* _SET TASK 1_
In the article on property deeds and privacy, how long has the author been investing in real estate?
* _SET TASK 2_
Copy the article on property deeds and privacy starting at "If you own property" and ending at "I'm Matt Theriault.", swapping "Scammers" for "Fraudsters".
* _SET TASK 3_
Continue the article on property deeds and privacy from the point where it stops.

Your Name on a Deed Is a Bullseye

Why I erased my name from public records.

Matt Theriault
By Matt Theriault
Reading Time: 6 Minutes

If you own property in your own name, you are not private.

You are visible. Searchable. Targetable.

Every county clerk's office in America publishes a shopping list of who owns what, how much equity they have, and exactly where to find them. Scammers scroll through it like a menu. Attorneys scan it for deep pockets. Predators look for the paid-off homes, the long-time owners, the people who built something worth taking.

And if your name is on the title, you just made their job easy.

I know this because I learned it the most expensive way possible.

Three Reasons You Probably Shouldn't Be Here

Hi, I'm Matt Theriault.

I could write this in the third person and try to sound smarter than I really am, but that's exhausting and you'd see right through it. So let's just treat this like a letter to a friend.

Because in many ways, it is.

I'm over 50 (ouch). I live in Las Vegas with my wife, Mercedes, and our son, Mateo. I've been investing in real estate for almost 20 years. I've built a portfolio without using my own money or credit. I've taught thousands of people how to do the same through Epic Real Estate, my podcast, and my YouTube channel.

I'm a Desert Storm veteran (USMC).

But that's probably not what you're here for.

You're probably wondering: Is this guy worth my time?

For a lot of people, my answer is NO.

Here's why:

1. I'm not here to sell you a magic button

If you're looking for some "set it and forget it" system that makes you invisible overnight with zero effort, I'm not your guy.

Yes, what I'm about to tell you works. Yes, it's powerful. Yes, it will protect you.

But it requires you to actually do something—book a call, have a conversation, make a decision, and follow through.

If that sounds like too much work, close this page and go back to hoping nothing bad happens.

2. I'm going to try to sell you something

Shocking, I know.

Look—I'm a capitalist. I make money by helping people protect their assets, and I'm not going to pretend otherwise.

But here's the deal: I only sell stuff that actually works, and I give you enough free value up front that you can decide for yourself if I'm full of it or not.

I call it the old "Demonstrate You Can Help Them By Actually Helping Them" trick.

Works like a charm.

* _RECORDED INFORMATION_
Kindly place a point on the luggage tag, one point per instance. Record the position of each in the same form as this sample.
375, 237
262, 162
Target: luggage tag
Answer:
==
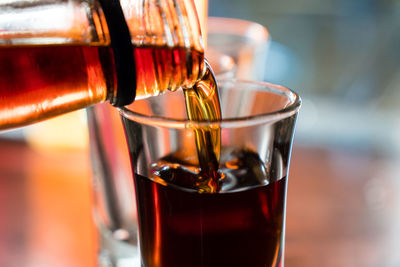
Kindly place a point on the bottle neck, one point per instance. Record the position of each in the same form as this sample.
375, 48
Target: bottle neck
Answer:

* _TASK RESULT 1_
Almost 20 years.

* _TASK RESULT 2_
If you own property in your own name, you are not private.

You are visible. Searchable. Targetable.

Every county clerk's office in America publishes a shopping list of who owns what, how much equity they have, and exactly where to find them. Fraudsters scroll through it like a menu. Attorneys scan it for deep pockets. Predators look for the paid-off homes, the long-time owners, the people who built something worth taking.

And if your name is on the title, you just made their job easy.

I know this because I learned it the most expensive way possible.

Three Reasons You Probably Shouldn't Be Here

Hi, I'm Matt Theriault.

* _TASK RESULT 3_
3. If you think "being a good person" is enough protection, you're not ready

For most of my career, I believed that keeping my word, treating people right, and taking the high road was enough to keep me out of trouble.

I thought lawsuits happened to shady operators—not to guys like me who played fair and delivered on their promises.

I was wrong.

And I learned that lesson in the most expensive, humiliating, and infuriating way possible.

Still Here? Good. Let Me Tell You What Happened.

It was a Saturday in 2016.

My wife and I were having a garage sale. Spring cleaning. Jeans, t-shirt, dirty from moving boxes and furniture around all morning.

A guy walked up the driveway. I figured he was just another bargain hunter looking at our stuff.

Then he asked: "Are you Matt?"

"Yeah," I said.

He handed me a manila envelope.

"You've been served."

I stood there, confused. Served? For what?

My wife took over the garage sale. I went inside and opened it.

I was being sued for $1.5 million.

The name on the lawsuit? I didn't recognize it. Not even remotely.

It was a Saturday. My attorney was gone for the weekend. I couldn't get help. I couldn't get answers.

I had to sit with that envelope—and that number—until Monday.

Here's What Happened

It turned out the person suing me was the ex-husband of a client I had worked with.

Let's call her Lauren.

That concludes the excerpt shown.